DIRECTIONS FOR THIS TASK -
Using the text below on proposed House rules changes, answer these questions:
1. At the start of which Congress will the House adopt the new procedural rules?
2. What clearance would Rep. Davidson's proposal let one staffer from each House office apply for?
3. What did Rep. Griffith propose for committees?

Written by Taylor J. Swift
At the start of the 118th Congress, the House of Representatives will adopt new procedural rules that govern nearly every aspect of how it conducts business. In preparation, the House Rules Committee held its Member Day hearing (announcement, video) on Tuesday, November 28, 2022, to provide members of the House an opportunity to propose new Rules changes for the 118th Congress.
Members made several laudable recommendations during the proceeding:
- Rep. Davidson’s proposal to grant one staffer from each House office the ability to apply for TS/SCI clearance.
- Rep. Timmon’s recommendation to fix committee scheduling by creating an online portal for committee chairs to pick and choose hearing and markup times to help reduce scheduling conflicts.
- Rep. Griffith’s idea to have proportional representation on committees.

RECORDS -

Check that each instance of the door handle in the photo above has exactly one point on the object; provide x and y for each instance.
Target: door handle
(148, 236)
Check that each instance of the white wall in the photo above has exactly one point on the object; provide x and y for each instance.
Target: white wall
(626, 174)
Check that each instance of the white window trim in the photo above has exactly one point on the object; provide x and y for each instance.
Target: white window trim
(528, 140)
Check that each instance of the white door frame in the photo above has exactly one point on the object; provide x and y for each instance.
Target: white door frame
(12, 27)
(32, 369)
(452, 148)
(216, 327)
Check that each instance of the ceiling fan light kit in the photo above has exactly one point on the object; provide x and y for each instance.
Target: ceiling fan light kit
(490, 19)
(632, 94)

FINISHED TASK -
1. The 118th Congress.
2. TS/SCI clearance.
3. Proportional representation on committees.